Persoalannya, siapa dan bagaimana menyembuhkan dampak tidak langsung yang diderita masyarakat luas pasca teror. Jika terorisme adalah media penebar ketakutan dan kepanikan, sejatinya korban aksi tersebut adalah seluruh masyarakat. Apalagi media massa dan jejaring media sosial begitu masif tanpa batas memviralkan panggung dramatis tersebut.
Dalam kontek dampak ini, saya ingin mengatakan bahwa pasca teror ada serbuan pengetahuan dan ide yang menyerang otak seluruh masyarakat tentang ketidakamanan, ketakutan, kepanikan dan kecurigaan. Sejatinya masyarakat luas juga menjadi korban dari aksi terorisme. Setidaknya ada dua dampak teror yang dapat menyerang masyarakat.
Pertama, dampak psikologis, ketakutan berlebihan akan menimbulkan penyakit paranoid. Ada gangguan pikiran berupa kecemasan dan ketakutan berlebihan yang menyebabkan masyarakat stress dengan kondisi lingkungannya. Kecemasan itu bisa karena bayangan aksi teror itu sulit dilupakan. Lokasi semisal tempat ibadah, hotel, mall, kantor polisi, dan lain menjadi wilayah yang bagi mereka menjadi kurang aman. Masyarakat akan selalu dihantui rasa takut berlebihan akibat efek psikologis teror yang selalu digemborkan.
Paranoid juga memungkinkan seseorang merasa ada ancaman dari yang lain. Jika gambaran pelaku dulu adalah seorang yang bawa ransel, sekarang menjadi luas dengan melihat ibu menggandeng anaknya, melihat motor mencurigakan, dan melihat semuanya menjadi ancaman. Tentu saja kewaspadaan sangat penting, tetapi paranoid yang berlebihan menyebakan seseorang terjangkiti virus stereotip dalam interaksi sosial. Itulah dampak berikutnya yang dapat menggangu hubungan antar masyarakat.
Kedua, dampak psiko-sosial berupa stereotip yakni pandangan terhadap individu dan kelompok berdasarkan persepsi dan menyederhanakan hal-hal yang kompleks. Stereotip menghambat interaksi sosial karena selalu mengedepankan pengalaman pada satu individu yang digeneralisir menjadi persepsi publik. Stereotip terhadap agama, etnis, dan suku tertentu dalam wacana terorisme sangat harus dihindari.
Terorisme akan dikatakan berhasil apabila sudah menanamkan ketakutan berlebihan di tengah masyarakat. Terorisme berhasil apabila ia sudah menumbuhkan kecurigaan dan stereotip terhadap individu dan kelompok berdasarkan identitas tertentu. Karena itulah, mengobati masyarakat yang tidak terkena langsung dampak terorisme juga menjadi sangat penting. Lalu apa yang harus dilakukan untuk menetralisir ketakutan dan steretip pasca teror?
Pertama, harus ada jaminan tegas dari pemerintah tentang kondisi keamanan lingkungan. Kecepatan dan ketegasan pemerintah untuk melawan terorisme sampai ke akarnya merupakan obat mujarab yang dapat menumbuhkan kepercayaan publik. Kepercayaan publik juga menjadi obat manjur pemerintah menyelesaikan persoalan. Negara harus sigap hadir di tengah masyarakat dalam menjaga keamanan dan masyarakat memberikan kepercayaan pemerintah untuk memerangi terorisme.

[Data pelokalan frasa]
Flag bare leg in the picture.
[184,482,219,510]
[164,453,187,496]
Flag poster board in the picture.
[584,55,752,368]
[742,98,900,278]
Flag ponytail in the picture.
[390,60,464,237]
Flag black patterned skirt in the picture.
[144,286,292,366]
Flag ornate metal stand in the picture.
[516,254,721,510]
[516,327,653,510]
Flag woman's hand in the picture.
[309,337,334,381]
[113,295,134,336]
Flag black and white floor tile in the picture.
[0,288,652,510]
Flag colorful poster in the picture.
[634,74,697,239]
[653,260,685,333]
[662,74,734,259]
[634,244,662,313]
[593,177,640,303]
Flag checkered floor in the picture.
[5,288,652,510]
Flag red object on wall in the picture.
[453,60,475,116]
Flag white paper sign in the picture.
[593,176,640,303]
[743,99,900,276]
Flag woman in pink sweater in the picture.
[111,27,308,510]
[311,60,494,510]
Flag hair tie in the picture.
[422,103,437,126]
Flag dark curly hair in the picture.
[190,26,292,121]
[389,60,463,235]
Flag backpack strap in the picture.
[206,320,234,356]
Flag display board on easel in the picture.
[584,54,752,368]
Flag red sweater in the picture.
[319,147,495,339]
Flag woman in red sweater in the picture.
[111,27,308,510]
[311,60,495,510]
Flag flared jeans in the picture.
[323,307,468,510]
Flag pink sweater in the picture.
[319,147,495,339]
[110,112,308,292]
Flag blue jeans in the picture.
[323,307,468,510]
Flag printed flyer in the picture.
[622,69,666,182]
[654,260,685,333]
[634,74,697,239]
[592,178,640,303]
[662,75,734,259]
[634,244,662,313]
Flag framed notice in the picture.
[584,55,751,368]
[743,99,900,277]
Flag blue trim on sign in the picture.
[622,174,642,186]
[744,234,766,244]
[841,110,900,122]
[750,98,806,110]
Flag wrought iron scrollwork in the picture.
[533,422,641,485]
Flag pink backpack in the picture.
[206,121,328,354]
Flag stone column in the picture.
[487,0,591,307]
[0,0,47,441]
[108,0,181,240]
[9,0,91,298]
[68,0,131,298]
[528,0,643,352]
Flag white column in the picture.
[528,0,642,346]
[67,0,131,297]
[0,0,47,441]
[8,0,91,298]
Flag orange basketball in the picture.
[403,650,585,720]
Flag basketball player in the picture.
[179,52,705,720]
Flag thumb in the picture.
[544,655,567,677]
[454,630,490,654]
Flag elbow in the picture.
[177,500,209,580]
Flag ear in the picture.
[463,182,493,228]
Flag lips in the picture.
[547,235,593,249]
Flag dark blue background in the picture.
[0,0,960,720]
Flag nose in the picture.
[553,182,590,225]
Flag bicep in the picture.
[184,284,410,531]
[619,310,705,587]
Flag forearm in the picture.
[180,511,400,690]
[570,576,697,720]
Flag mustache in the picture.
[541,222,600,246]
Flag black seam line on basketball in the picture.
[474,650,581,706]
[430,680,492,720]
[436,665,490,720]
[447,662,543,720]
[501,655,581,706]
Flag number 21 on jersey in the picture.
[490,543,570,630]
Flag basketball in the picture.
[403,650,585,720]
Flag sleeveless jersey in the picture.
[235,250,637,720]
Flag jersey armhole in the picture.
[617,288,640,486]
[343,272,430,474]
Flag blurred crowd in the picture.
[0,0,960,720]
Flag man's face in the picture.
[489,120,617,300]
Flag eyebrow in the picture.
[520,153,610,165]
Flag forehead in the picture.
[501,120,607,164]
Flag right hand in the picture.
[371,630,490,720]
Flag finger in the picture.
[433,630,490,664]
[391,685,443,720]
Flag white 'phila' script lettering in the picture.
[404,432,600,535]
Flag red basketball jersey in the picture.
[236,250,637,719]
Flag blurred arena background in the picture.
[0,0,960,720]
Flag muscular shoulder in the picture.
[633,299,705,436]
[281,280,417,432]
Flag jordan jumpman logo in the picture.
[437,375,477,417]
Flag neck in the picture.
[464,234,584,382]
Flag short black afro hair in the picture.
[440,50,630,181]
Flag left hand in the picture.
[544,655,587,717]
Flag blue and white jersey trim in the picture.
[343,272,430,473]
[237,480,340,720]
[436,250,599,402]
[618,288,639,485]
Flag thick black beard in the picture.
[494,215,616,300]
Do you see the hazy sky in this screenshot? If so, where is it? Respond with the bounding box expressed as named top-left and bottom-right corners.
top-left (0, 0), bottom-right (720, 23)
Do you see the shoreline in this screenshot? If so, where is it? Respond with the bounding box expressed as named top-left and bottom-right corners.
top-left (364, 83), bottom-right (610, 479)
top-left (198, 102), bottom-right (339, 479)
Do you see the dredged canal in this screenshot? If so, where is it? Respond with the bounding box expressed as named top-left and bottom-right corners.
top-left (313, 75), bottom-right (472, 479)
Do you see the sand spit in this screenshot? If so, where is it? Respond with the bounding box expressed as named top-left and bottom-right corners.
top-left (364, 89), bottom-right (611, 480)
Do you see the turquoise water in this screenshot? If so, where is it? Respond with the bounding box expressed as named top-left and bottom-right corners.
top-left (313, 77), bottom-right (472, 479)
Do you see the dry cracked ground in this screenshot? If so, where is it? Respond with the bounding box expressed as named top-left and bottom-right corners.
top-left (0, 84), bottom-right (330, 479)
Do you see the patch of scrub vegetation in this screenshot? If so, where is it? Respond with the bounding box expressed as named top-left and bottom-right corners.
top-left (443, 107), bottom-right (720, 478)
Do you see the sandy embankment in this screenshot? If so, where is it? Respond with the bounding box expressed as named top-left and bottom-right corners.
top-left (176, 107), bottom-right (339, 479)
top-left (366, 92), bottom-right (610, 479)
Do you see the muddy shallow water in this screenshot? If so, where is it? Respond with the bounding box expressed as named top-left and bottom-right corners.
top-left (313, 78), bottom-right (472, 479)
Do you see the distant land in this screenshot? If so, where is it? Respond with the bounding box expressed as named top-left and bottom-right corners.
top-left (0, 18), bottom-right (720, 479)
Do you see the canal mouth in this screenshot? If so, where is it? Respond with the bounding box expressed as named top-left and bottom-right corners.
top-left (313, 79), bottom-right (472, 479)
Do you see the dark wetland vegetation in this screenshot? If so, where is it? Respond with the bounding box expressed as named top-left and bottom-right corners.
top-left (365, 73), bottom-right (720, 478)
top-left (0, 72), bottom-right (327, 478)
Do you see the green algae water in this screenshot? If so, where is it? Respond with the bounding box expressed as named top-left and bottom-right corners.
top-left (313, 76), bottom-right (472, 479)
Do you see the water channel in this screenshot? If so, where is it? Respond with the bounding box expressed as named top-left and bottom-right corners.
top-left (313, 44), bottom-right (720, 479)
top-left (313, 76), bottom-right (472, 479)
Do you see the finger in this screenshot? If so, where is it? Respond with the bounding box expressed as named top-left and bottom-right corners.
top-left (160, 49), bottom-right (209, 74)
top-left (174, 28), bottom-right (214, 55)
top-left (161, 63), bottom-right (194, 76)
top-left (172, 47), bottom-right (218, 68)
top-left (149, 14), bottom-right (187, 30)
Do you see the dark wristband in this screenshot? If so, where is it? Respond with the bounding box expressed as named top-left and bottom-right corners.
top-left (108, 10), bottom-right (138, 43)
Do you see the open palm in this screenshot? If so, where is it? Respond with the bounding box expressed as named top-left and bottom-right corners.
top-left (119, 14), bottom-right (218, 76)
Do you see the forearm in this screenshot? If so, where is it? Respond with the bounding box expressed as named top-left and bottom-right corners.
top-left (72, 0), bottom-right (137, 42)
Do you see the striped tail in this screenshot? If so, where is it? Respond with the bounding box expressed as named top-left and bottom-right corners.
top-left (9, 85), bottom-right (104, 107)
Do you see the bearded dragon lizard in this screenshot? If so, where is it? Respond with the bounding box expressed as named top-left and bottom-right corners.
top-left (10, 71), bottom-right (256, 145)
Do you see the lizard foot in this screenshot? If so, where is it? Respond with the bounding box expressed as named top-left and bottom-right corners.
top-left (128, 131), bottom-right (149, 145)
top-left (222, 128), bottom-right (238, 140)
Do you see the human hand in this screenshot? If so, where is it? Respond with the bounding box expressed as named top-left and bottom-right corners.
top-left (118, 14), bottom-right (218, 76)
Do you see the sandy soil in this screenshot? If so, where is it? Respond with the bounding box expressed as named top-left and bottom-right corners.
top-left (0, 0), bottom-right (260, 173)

> _TUGAS_: Tulis ulang bagian teks tentang dampak terorisme di antara "Paranoid juga memungkinkan" dan "sangat harus dihindari.", termasuk kedua batas itu, dengan mengganti "interaksi sosial" menjadi "pergaulan sosial". Daftar di atas tidak berkaitan dengan teks tentang dampak terorisme.

> _JAWABAN YANG DIHARAPKAN_:
Paranoid juga memungkinkan seseorang merasa ada ancaman dari yang lain. Jika gambaran pelaku dulu adalah seorang yang bawa ransel, sekarang menjadi luas dengan melihat ibu menggandeng anaknya, melihat motor mencurigakan, dan melihat semuanya menjadi ancaman. Tentu saja kewaspadaan sangat penting, tetapi paranoid yang berlebihan menyebakan seseorang terjangkiti virus stereotip dalam pergaulan sosial. Itulah dampak berikutnya yang dapat menggangu hubungan antar masyarakat.
Kedua, dampak psiko-sosial berupa stereotip yakni pandangan terhadap individu dan kelompok berdasarkan persepsi dan menyederhanakan hal-hal yang kompleks. Stereotip menghambat pergaulan sosial karena selalu mengedepankan pengalaman pada satu individu yang digeneralisir menjadi persepsi publik. Stereotip terhadap agama, etnis, dan suku tertentu dalam wacana terorisme sangat harus dihindari.